> Data excerpts:
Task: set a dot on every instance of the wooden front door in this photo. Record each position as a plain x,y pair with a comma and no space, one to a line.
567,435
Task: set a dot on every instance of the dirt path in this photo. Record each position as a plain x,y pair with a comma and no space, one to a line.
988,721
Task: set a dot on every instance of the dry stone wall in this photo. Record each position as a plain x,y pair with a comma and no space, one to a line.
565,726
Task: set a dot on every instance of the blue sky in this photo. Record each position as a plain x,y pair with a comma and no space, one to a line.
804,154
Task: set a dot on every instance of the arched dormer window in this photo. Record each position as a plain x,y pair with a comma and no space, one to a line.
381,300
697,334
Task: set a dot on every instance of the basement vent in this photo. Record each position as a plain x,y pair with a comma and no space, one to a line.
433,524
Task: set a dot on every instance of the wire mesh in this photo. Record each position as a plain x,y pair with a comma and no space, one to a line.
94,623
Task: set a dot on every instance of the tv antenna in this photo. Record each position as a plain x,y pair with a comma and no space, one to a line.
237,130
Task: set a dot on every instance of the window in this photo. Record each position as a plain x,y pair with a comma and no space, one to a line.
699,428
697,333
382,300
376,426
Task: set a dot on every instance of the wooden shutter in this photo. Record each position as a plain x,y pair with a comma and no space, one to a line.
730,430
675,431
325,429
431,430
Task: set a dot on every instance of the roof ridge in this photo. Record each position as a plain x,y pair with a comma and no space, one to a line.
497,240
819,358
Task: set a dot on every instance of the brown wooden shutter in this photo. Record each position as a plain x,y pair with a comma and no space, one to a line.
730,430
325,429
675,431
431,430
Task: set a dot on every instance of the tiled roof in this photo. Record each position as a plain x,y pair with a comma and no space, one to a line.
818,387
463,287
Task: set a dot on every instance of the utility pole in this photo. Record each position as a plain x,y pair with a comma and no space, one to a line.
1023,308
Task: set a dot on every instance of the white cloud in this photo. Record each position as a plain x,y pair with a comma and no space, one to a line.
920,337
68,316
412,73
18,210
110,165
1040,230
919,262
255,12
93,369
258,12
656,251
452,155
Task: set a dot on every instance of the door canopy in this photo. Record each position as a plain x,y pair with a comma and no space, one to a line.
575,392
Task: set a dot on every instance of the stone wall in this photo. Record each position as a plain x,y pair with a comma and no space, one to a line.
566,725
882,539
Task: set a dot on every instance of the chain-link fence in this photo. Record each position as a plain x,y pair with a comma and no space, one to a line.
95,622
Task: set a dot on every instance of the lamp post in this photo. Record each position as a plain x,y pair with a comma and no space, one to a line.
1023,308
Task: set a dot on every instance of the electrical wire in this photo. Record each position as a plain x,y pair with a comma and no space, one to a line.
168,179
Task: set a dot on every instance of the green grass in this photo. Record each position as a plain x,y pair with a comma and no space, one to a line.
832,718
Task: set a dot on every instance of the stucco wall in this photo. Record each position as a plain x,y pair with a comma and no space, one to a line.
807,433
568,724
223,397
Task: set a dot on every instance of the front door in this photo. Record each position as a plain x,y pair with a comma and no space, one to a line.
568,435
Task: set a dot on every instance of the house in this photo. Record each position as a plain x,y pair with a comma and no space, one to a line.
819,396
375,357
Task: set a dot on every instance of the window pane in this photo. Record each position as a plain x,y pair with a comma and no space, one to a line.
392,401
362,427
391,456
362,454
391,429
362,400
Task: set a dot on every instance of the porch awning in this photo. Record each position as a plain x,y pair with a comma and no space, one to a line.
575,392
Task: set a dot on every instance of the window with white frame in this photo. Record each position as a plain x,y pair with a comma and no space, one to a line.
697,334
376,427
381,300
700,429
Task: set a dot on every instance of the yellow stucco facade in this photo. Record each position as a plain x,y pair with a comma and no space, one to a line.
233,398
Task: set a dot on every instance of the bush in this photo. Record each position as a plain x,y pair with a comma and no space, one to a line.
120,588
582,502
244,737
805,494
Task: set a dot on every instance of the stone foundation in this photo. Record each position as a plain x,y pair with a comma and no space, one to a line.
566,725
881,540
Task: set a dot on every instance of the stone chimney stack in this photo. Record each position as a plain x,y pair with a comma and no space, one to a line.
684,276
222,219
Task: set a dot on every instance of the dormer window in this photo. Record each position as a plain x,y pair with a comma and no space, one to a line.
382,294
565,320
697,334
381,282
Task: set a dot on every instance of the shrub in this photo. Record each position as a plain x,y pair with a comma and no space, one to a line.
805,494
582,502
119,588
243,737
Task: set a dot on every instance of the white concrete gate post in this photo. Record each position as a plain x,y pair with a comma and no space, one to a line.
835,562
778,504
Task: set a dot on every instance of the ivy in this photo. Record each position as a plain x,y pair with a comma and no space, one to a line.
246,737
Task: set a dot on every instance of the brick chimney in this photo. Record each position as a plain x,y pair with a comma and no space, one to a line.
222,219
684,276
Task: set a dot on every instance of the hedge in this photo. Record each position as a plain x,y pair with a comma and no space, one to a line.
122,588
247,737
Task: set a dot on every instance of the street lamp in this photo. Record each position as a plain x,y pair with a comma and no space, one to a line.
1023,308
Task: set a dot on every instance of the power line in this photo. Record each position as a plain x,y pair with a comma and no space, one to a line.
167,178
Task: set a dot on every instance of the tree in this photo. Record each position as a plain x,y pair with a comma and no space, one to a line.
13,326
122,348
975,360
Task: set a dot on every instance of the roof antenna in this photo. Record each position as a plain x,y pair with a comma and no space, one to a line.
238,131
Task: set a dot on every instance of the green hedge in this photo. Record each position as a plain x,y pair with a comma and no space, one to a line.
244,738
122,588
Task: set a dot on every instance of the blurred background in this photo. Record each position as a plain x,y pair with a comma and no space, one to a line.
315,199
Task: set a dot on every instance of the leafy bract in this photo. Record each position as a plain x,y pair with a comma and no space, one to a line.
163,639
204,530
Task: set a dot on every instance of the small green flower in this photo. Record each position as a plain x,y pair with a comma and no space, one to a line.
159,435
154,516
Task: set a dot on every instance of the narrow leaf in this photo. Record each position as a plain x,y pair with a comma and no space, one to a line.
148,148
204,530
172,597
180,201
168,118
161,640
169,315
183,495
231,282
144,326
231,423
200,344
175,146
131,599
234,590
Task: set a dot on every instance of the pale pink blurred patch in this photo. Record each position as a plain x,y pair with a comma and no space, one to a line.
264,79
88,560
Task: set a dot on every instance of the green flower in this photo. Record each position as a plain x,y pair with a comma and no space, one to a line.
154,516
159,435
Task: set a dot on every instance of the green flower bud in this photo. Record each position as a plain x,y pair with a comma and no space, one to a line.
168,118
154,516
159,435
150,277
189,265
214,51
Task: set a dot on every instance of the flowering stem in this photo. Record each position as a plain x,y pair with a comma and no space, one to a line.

> Written instruction: Extract the complete listing above, reproducing each line exactly.

> Exercise answer:
Task: set a dot on every instance of the wooden front door in this photo. Record each position as a plain x,y pair with a comma and no space, one to a line.
567,435
Task: set a dot on every instance of the dirt path in this photo. Record each position as a plain x,y pair with a comma and no space, one to a line.
988,721
Task: set a dot on every instance of the dry stone wall in this photo. Record each position as a plain x,y pair with a comma and no space, one to a line.
565,726
Task: set a dot on every instance of the blue sky in this photo. Record each position as a plain x,y pair with a comma and no space, one to a line.
804,154
Task: set a dot on every instance of the arched dormer window in this photo. Record each position as a plain x,y pair with a comma and no space, one to a line.
381,300
697,334
Task: set a dot on every instance of the basement vent in this photo. Record each position as a plain x,y pair with a comma and no space, one to a line.
433,524
Task: set a dot on every instance of the wire mesh in this photo. Record each position as a plain x,y pair with a comma and no space, one to a line.
94,623
Task: set a dot on every instance of the tv antenna in this photo. Record each position as a plain x,y pair with a comma and no space, one to a line.
237,130
Task: set a dot on every instance of the window in this photo. Record each position as a plain x,y pair with a comma and no space, one to a line.
699,428
697,333
382,300
376,426
Task: set a dot on every instance of the wooden shutter in this photo. Record each position as a plain x,y pair with a comma and no space, one to a line.
730,430
675,431
325,429
431,430
Task: set a dot on every instance of the roof ridge in this photo. Record each position as a plain x,y pair with a comma and no space, one to a line.
497,240
819,358
Task: set a dot on every instance of the brown wooden shutter in this photo. Record each position as a plain x,y pair with a comma and no space, one to a line.
730,430
325,429
675,431
431,430
Task: set a dot on every instance of the tiled roof in this photo. Record each position as a plain x,y pair with a comma and no space, one to a line.
818,387
463,287
Task: set a dot on every instance of the utility pole in this photo. Record each position as a plain x,y pair with a comma and no space, one to a line.
1023,308
Task: set a dot on every instance of the white cloud in this photo. Record each position as a plain x,y pair with a comma and no space, one to a line.
920,337
68,316
412,73
18,210
110,165
1040,230
919,262
255,12
93,369
258,12
656,251
452,155
Task: set a dot on every instance of the door canopy in this photo. Record each position as a plain x,y pair with a comma and no space, one to a line.
575,392
Task: set a dot on every instance of the stone wall in this photo. Record each position as a plain x,y pair with a comma and no space, one to a line.
566,725
882,539
Task: set a dot on every instance of the chain-link fence in this photo. Record each position as a plain x,y pair with a comma and no space, one to a line.
95,622
Task: set a dot on every instance of the lamp post in this photo. Record each position as a plain x,y pair with a comma and no space, one to a line.
1023,308
Task: set a dot on every instance of the electrical wire in this photo. Record each position as a plain x,y pair with a comma and no space, one to a line.
168,179
Task: set a dot on every instance of the green grass in this photo. Record each position as a plain x,y pair with a comma and no space, one to a line.
832,718
Task: set a dot on every instance of the stucco wall in this photo. Record each position as a plain x,y pair with a comma and no space, one to a line.
807,433
568,724
223,397
Task: set a dot on every instance of the front door in this photo. Record each position as a plain x,y pair with a comma and no space, one to a line.
568,435
Task: set a dot on every instance of the house in this photo. Record each position as a plain x,y pair with a comma and no space, one to a line.
819,396
375,357
Task: set a dot on every instance of the window pane in this photo. Record each position as a plain x,y pair with a comma and no space, one to a line.
392,401
362,427
391,456
362,454
391,429
362,400
Task: set a dot on every instance of the porch awning in this photo. Record each position as a plain x,y pair with a comma and no space, one to a line.
575,392
Task: set a dot on every instance of the window with white frame in this photo. Record each position as a plain x,y pair with a comma and no space, one to a line.
697,334
376,427
381,300
700,429
Task: set a dot on every instance of the yellow stucco facade in this photo. Record each position as a plain x,y pair with a comma and no space, one to a line.
233,398
Task: set a dot on every instance of the bush in this photo. Record each position as a plain x,y pair with a comma and no space, one to a line.
120,588
582,502
244,737
805,494
Task: set a dot on every instance of the stone foundation in this photo. Record each position as a plain x,y pair with a comma and no space, one to a line.
566,725
881,540
Task: set a dot on every instance of the stone chimney stack in this photo. Record each position as a plain x,y pair with a comma and no space, one to a line.
684,276
222,219
Task: set a dot on every instance of the dormer window in this photo. Record each position as a plain x,y pair with a comma and no space, one to a line.
382,294
565,320
697,334
381,282
Task: set a dot on every instance of the shrub in this photo. Record each position as a plain x,y pair with a comma and no space, one to a line.
805,494
582,502
119,588
243,737
Task: set a dot on every instance of the white concrete gate post in this photo. Record each position as a plain x,y pair with a comma and no space, one to a line.
835,562
778,504
Task: set a dot on every instance of the ivy in this photo. Record each position as a plain x,y pair with a comma and no space, one to a line.
246,737
Task: set a dot on every instance of the brick chimney in this photo. Record each position as a plain x,y pair with a comma and no space, one to a line.
222,219
684,276
Task: set a dot on every instance of the hedge in this photo. Record each position as a plain x,y pair with a comma and no space, one to a line.
122,588
247,737
Task: set a dot on every instance of the street lamp in this photo. Record each position as a plain x,y pair with a comma and no space, one to a line.
1023,308
Task: set a dot on every instance of the power line in this photo. Record each position as a plain x,y pair with a comma and no space, one to a line.
167,178
Task: set a dot on every instance of the tree in this photo. Record each position as a plain x,y pair with a comma and no space, one to a line.
13,326
122,348
975,360
Task: set a dot on every instance of the roof antenna in this photo. Record each position as a plain x,y pair with a comma and no space, one to a line.
238,131
Task: set a dot on every instance of the green hedge in this photo. Record each position as a plain x,y pair with a comma and no space, one to a line.
244,738
122,588
Task: set a dot on every instance of the blurred background in this photo. Record each position as a plain x,y pair with a comma and no space, one to a line.
315,199
Task: set a dot on every instance of the leafy bract in this photo. Record each position as a plain x,y pair with a comma and no space, one to a line.
163,639
204,530
Task: set a dot on every instance of the small green flower in this photo. Record each position as a plain x,y pair with a comma and no space, one to a line.
159,435
154,516
Task: set a dot on every instance of the narrow leaf in this photo. Record each position as a plain x,y pair with a comma and no space, one to a line.
148,148
204,530
172,597
180,201
168,118
161,640
169,315
183,495
231,282
144,326
231,423
200,344
175,146
131,599
234,590
Task: set a dot on every instance of the pale pink blurred patch in this photo. Record each position as a plain x,y pair with a comma and no space, one to a line.
264,79
88,560
Task: set a dot on every instance of the green flower in this photo. Record each position as a plain x,y pair with a comma and no space, one to a line.
154,516
159,435
Task: set a dot on every instance of the green flower bud in this photo. Record each position as a plain x,y pair with a comma and no space, one to a line.
168,118
154,516
159,435
150,277
189,265
214,51
Task: set a dot on every instance of the flowering stem in this photo. Record each position as a plain x,y pair with a comma and no space, one to a line.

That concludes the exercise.